__Required work__: Restate, word for word, the lines from the opening line of the data through the line containing "For this exercise we mark the red scarf", both included, and nothing else.
---------- Given records
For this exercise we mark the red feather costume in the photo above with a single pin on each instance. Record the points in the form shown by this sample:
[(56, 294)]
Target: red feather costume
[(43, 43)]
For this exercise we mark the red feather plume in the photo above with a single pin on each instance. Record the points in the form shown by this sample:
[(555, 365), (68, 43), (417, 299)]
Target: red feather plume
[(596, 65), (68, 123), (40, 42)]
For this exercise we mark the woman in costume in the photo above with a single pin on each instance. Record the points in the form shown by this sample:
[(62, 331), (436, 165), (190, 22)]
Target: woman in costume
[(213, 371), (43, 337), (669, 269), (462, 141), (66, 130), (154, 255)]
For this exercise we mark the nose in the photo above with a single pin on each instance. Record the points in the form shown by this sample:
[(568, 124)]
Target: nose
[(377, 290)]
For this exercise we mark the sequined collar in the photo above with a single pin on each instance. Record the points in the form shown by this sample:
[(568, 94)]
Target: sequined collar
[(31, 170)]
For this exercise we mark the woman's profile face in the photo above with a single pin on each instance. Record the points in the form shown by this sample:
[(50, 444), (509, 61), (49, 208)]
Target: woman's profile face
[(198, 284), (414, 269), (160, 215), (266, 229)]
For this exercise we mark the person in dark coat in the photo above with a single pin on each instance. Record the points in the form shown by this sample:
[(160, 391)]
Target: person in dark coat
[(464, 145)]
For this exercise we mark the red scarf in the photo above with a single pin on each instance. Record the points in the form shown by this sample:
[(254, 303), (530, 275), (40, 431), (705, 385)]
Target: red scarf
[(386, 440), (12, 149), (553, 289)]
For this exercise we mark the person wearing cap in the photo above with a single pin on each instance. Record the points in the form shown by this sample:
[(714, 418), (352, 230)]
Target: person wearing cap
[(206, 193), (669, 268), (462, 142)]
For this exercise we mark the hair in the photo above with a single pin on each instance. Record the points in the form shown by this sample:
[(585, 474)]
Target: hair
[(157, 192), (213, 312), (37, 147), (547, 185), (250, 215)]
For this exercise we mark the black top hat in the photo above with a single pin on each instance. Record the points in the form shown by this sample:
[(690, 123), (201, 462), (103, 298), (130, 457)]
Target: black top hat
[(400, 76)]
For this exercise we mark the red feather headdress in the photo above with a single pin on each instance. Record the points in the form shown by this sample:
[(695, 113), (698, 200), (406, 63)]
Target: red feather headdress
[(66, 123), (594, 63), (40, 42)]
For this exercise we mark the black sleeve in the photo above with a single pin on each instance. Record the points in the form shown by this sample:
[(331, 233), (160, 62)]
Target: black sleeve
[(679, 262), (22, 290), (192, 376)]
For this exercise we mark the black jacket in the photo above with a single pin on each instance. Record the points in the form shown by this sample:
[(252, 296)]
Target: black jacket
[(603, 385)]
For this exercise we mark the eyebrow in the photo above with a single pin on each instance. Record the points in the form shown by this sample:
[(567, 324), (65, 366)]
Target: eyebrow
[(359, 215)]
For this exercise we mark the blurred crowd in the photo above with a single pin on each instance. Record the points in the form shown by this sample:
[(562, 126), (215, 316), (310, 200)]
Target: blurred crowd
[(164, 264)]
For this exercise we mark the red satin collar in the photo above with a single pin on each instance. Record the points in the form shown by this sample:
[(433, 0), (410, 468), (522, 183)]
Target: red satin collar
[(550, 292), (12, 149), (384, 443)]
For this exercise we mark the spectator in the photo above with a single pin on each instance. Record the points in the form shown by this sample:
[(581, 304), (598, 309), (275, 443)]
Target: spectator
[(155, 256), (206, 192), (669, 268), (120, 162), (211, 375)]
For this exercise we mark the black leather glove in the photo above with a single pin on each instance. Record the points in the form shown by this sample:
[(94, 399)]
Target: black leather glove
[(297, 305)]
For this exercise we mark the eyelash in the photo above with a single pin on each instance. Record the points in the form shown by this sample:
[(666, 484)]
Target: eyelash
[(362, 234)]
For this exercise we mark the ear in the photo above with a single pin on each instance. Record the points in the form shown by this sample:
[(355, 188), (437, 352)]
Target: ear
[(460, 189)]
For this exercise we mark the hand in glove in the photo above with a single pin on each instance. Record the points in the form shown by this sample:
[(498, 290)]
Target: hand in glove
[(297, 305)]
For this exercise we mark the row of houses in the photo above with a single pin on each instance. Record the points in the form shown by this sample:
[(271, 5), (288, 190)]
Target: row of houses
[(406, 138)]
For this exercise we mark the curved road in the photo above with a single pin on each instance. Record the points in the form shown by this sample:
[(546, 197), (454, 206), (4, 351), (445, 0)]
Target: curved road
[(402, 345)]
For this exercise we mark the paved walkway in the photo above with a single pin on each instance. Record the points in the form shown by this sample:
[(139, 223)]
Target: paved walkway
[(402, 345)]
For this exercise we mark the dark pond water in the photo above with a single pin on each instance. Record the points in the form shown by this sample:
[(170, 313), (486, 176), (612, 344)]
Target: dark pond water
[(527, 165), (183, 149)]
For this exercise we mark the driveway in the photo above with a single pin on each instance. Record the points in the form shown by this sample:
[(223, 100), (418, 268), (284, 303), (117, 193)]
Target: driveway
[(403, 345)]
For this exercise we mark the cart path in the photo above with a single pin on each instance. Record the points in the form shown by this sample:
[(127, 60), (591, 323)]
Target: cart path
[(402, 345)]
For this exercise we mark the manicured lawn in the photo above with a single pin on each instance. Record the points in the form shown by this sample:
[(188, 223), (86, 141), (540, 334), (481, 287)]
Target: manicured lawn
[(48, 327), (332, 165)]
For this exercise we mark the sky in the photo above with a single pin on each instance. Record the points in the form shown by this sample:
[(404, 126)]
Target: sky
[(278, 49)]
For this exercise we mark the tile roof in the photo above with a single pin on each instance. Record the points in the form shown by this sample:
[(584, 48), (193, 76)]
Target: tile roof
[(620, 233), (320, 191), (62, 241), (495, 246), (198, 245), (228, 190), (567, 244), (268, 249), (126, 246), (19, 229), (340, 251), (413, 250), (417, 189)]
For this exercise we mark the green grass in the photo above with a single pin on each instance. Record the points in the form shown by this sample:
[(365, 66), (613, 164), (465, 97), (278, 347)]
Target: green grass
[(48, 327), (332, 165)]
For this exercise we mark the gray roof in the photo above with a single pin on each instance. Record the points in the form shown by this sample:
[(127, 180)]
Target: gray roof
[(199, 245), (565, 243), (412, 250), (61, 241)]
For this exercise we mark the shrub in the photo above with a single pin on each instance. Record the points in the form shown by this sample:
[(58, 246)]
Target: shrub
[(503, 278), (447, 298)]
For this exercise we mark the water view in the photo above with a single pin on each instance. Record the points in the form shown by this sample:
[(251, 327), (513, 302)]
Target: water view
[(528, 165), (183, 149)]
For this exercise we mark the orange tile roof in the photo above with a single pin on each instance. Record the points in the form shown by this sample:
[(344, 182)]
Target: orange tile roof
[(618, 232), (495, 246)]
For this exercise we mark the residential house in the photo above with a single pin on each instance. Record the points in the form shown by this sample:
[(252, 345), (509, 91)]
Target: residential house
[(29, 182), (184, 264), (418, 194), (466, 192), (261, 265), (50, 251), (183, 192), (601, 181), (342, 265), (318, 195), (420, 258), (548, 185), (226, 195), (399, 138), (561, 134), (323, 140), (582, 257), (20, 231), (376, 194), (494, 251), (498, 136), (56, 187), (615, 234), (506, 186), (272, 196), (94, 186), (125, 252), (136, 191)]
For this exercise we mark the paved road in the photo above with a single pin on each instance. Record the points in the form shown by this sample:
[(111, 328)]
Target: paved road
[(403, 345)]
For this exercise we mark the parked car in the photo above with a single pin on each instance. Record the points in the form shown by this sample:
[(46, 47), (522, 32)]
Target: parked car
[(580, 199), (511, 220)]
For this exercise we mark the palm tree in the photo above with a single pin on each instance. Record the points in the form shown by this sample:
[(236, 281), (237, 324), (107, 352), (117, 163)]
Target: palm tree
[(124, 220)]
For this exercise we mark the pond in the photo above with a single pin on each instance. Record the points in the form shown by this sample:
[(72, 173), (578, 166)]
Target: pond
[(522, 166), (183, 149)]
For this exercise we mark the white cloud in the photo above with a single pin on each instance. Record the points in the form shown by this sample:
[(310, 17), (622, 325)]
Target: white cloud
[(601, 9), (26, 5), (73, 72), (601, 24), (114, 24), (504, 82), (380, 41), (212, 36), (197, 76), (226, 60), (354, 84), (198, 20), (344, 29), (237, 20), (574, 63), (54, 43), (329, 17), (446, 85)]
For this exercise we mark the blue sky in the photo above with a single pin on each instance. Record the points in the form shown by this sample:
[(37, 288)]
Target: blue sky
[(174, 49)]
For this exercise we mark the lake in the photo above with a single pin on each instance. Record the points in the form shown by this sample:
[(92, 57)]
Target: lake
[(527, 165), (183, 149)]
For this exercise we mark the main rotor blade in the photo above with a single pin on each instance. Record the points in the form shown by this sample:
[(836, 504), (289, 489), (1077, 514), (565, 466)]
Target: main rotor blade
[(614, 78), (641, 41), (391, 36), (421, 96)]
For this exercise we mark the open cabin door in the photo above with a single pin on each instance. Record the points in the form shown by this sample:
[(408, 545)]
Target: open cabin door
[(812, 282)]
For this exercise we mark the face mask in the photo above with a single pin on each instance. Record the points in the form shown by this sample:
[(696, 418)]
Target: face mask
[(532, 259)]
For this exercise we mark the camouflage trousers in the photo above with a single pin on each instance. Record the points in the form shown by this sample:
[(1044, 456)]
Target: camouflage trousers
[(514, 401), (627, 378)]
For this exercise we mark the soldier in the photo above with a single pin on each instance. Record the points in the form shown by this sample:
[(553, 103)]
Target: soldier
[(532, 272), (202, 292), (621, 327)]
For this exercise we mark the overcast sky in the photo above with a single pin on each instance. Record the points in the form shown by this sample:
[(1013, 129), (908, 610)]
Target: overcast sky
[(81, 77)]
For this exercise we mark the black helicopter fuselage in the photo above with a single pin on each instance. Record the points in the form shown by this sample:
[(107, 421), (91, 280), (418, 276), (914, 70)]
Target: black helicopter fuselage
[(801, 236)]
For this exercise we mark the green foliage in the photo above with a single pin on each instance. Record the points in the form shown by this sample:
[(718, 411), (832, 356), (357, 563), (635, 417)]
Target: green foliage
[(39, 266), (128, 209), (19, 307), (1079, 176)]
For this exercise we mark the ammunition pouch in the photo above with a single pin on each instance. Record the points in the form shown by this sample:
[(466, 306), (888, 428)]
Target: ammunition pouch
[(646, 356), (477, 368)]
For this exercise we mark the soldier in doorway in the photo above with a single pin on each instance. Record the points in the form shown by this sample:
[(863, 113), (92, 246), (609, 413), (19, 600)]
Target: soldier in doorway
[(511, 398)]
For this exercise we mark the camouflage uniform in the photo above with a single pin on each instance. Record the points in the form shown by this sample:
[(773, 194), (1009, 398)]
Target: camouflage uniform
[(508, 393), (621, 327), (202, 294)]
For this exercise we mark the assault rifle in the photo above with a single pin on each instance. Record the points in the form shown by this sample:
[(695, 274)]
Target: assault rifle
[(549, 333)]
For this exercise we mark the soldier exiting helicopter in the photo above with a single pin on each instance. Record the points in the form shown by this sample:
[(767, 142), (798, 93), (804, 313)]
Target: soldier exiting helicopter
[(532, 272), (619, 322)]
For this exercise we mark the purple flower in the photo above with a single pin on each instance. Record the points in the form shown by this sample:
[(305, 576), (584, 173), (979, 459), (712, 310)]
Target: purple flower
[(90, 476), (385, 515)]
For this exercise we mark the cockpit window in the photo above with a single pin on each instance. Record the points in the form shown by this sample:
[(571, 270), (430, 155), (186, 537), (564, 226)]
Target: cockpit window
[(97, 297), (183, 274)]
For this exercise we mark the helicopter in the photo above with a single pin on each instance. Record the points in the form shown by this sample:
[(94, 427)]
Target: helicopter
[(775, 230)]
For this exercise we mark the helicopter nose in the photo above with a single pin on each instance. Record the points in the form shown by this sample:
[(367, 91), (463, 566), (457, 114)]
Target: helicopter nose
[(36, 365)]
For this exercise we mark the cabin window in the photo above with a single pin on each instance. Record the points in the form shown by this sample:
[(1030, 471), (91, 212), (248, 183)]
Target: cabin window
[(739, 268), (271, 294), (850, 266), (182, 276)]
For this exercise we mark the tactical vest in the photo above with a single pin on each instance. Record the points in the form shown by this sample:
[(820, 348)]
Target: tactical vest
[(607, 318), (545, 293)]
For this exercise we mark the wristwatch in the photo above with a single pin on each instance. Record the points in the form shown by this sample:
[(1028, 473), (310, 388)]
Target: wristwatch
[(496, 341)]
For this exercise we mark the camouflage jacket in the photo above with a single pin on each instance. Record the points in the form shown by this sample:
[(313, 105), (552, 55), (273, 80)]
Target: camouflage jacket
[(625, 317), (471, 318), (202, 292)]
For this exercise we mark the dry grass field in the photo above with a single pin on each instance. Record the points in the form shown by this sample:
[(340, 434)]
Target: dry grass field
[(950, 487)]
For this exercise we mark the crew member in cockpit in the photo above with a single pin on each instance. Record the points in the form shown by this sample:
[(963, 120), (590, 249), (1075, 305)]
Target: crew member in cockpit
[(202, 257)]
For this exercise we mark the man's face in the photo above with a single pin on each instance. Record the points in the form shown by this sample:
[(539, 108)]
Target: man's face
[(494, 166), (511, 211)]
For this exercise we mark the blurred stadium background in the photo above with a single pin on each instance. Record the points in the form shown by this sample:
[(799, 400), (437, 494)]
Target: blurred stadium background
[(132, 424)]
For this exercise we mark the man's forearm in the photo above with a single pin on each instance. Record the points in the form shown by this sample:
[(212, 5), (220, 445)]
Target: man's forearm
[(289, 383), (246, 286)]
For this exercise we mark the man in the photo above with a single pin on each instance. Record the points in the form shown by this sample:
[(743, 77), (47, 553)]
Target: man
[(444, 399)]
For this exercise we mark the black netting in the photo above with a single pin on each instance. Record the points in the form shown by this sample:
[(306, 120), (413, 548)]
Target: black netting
--------------------
__Your solution__:
For this exercise we mark the red feather costume in the photo above with a single pin on each instance. Record the points in the form shown by this sample:
[(56, 294)]
Target: red feather costume
[(43, 43)]
For this exercise we mark the red feather plume in the photo above with a single pin on each instance. Record the points in the form shown by this sample:
[(555, 365), (68, 43), (417, 299)]
Target: red feather plume
[(596, 65), (68, 123), (40, 42)]
For this exercise we mark the woman in costume in the photo above with a single pin on each instance. Record the points in the form shown by this sample:
[(62, 331), (436, 165), (190, 22)]
Target: woman in costume
[(213, 371), (43, 337), (669, 269), (462, 141), (66, 130), (154, 255)]
For this exercise we mark the nose in the photo above with a single pin on each instance. Record the points in the form shown by this sample:
[(568, 124)]
Target: nose
[(377, 290)]
For this exercise we mark the sequined collar in the photo above with a single pin on each instance. Record the points in the form shown by this sample:
[(568, 94)]
Target: sequined collar
[(31, 170)]
For this exercise we mark the woman's profile face in the photo above with a single pin on each instance. Record the points in the form shown by this sample:
[(50, 444), (509, 61), (49, 208)]
Target: woman's profile face
[(198, 284), (414, 269), (160, 215), (266, 229)]
For this exercise we mark the person in dark coat in the photo above with a single pin on each instance. Record the points in the form shown by this sample:
[(160, 391)]
Target: person in dark coat
[(464, 145)]
For this exercise we mark the red scarf in the photo above with a single pin on each instance. Record the points in the form shown by this sample:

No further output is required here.